* _Supplied text_
Amid the new Species: Colonist Signature Abilities

By Desslok, in Star Wars: Edge of the Empire RPG

So while everyone is talking about the new races that just dropped, I thought I'd gush over the signature abilities:

Appropriately, the Colonist’s two signature abilities play to some of this career’s greatest strengths, and the Colonists who take them become even better at drawing upon the knowledge and skills that allow them to thrive on some of the galaxy’s wildest and most dangerous planets.

“The first is called Insightful Revelation. As befits the career with the Scholar specialization, Insightful Revelation allows characters to really put their Knowledge skills to use; a character with Insightful Revelation can make a single check to reveal vital information about his or her situation that he or she couldn’t normally uncover.

* _Data excerpts_
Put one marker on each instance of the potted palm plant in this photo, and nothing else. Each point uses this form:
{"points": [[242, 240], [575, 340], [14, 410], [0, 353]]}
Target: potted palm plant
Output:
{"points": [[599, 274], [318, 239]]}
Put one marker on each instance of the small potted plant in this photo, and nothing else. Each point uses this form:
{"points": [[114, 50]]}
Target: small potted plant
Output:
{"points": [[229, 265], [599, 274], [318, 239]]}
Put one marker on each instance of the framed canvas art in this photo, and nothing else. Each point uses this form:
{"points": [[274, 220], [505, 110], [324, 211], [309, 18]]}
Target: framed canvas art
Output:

* _Task item_
In the post on Colonist signature abilities, from "Appropriately, the Colonist's" through "couldn't normally uncover," list each distinct term that is capitalized even though it does not begin a sentence. Count singular and plural forms of a word as one term. Please rely on the post alone and bring in nothing from outside it.

* _Exercise response_
- Colonist
- Scholar
- Insightful Revelation
- Knowledge